EXERCISE DESCRIPTION ▸ Your task is to repeat, word for word, the line containing "of the green" and all lines that follow it to the end of the material, and no other lines.
### DATASET RECORDS
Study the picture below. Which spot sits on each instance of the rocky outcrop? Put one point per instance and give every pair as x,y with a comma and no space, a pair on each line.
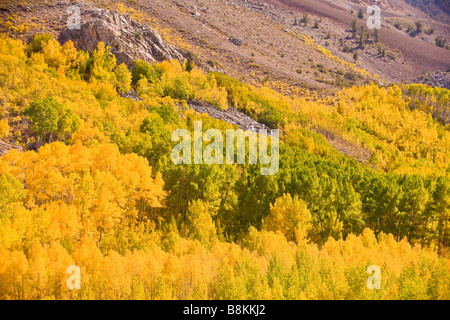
438,79
128,39
5,147
230,115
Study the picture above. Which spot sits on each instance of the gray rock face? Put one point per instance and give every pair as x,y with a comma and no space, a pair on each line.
128,39
437,79
236,42
230,115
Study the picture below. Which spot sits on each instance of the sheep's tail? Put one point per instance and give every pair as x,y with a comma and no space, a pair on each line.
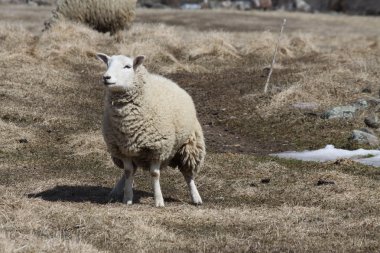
190,156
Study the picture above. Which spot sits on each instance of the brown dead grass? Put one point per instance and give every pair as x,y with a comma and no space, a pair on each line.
53,189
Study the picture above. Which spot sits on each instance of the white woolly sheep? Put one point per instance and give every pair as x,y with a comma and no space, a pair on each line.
102,15
149,122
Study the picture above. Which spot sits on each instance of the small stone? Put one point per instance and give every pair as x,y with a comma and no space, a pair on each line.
324,182
345,112
360,104
372,121
364,138
305,105
367,90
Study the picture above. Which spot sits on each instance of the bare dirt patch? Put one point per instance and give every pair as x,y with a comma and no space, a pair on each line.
55,172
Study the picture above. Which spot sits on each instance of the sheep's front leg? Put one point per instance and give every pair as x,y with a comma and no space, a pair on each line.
195,197
155,173
118,189
128,188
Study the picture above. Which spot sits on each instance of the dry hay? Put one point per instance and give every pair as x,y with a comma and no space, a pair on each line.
102,15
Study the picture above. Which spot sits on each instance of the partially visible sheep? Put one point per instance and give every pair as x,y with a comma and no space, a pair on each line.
102,15
149,122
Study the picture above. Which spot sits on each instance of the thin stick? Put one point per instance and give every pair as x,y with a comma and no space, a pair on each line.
274,57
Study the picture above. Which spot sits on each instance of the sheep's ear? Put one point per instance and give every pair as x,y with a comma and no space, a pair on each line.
138,61
103,57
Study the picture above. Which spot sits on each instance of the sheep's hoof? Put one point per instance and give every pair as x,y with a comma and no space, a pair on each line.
197,201
127,201
159,204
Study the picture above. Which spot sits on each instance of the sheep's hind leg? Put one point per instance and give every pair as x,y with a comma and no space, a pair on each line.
118,189
128,187
194,194
155,173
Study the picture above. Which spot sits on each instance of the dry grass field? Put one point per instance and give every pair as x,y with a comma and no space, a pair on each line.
55,173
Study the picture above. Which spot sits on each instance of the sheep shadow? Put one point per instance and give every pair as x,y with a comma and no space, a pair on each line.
87,193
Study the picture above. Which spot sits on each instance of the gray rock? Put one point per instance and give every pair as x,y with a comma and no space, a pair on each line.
372,121
305,105
360,104
364,138
374,101
367,90
345,112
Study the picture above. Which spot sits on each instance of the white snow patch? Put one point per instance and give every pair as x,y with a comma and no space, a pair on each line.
330,153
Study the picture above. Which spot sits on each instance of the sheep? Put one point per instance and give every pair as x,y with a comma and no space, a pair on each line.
102,15
149,122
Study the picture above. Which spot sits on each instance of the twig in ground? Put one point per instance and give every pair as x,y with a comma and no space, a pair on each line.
274,57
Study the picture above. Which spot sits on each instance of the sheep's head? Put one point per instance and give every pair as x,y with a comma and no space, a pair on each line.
120,70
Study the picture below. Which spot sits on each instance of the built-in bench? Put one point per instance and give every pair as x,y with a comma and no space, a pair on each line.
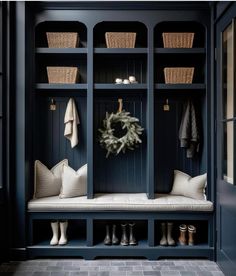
118,207
120,202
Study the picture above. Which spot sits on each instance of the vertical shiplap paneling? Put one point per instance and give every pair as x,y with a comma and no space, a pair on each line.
52,146
168,153
125,172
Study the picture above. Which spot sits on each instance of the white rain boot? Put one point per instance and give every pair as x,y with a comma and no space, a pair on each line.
54,226
63,228
163,240
170,240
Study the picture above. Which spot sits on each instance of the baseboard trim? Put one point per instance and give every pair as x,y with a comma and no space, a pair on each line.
18,254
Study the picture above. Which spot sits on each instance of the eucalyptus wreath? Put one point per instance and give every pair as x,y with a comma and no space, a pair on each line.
129,140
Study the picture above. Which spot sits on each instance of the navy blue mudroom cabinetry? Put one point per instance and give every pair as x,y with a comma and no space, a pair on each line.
149,169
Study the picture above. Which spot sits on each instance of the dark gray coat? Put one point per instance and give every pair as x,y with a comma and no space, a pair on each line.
188,131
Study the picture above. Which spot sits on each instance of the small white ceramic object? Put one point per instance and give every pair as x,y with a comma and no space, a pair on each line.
118,81
132,79
126,81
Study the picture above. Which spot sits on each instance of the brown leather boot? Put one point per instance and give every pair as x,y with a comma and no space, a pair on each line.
163,240
183,233
191,234
170,240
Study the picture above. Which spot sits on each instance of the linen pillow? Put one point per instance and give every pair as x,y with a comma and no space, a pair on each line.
74,183
188,186
47,182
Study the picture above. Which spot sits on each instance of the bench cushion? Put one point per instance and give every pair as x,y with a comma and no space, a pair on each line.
120,202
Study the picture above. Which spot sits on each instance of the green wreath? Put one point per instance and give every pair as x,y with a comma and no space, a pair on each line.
129,140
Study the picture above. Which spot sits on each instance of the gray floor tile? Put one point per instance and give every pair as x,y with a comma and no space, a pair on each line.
152,273
54,268
114,267
170,273
134,273
79,273
138,268
41,273
116,273
89,268
217,273
99,273
204,273
71,268
64,263
188,273
177,267
60,273
125,268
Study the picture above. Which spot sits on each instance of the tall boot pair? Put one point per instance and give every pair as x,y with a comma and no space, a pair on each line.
108,239
166,230
124,237
55,231
183,234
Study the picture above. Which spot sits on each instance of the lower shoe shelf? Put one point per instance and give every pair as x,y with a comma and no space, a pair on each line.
78,248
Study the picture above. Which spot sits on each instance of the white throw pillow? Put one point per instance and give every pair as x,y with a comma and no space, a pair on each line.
74,183
188,186
47,182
######
EXERCISE SOLUTION ▸
Study the picture above. Which spot sits on each instance of the green wreath? Put one point per instance and give every pair as x,y with a comma and no space, a pair on each line.
129,140
Study the picture above. Which spot sits on each instance of the gray floor tile? Put one point per instance and give every pair as x,y with a comma and no space, a pair on each line.
152,273
54,268
114,267
170,273
134,273
79,273
138,268
41,273
116,273
89,268
217,273
99,273
204,273
71,268
64,263
188,273
177,267
60,273
125,268
Study the picture above. Which spot sits on each instance of the tall boot pair? Put one point per instance and give every pair as x,y with a comma and no space, a pair on each line.
108,239
166,230
124,237
55,231
183,234
Study the picture above. Which spot sits on each instance of the lower shoe shelf? Put one point per instance and give every pair as x,y with a comma and no space, a pair on each line.
78,248
Study the picture above. Which spot sits on each instance of the white throw pillow? Put one point per instance and give every pair as x,y with a comma and no space, a pair on each line.
74,183
188,186
47,182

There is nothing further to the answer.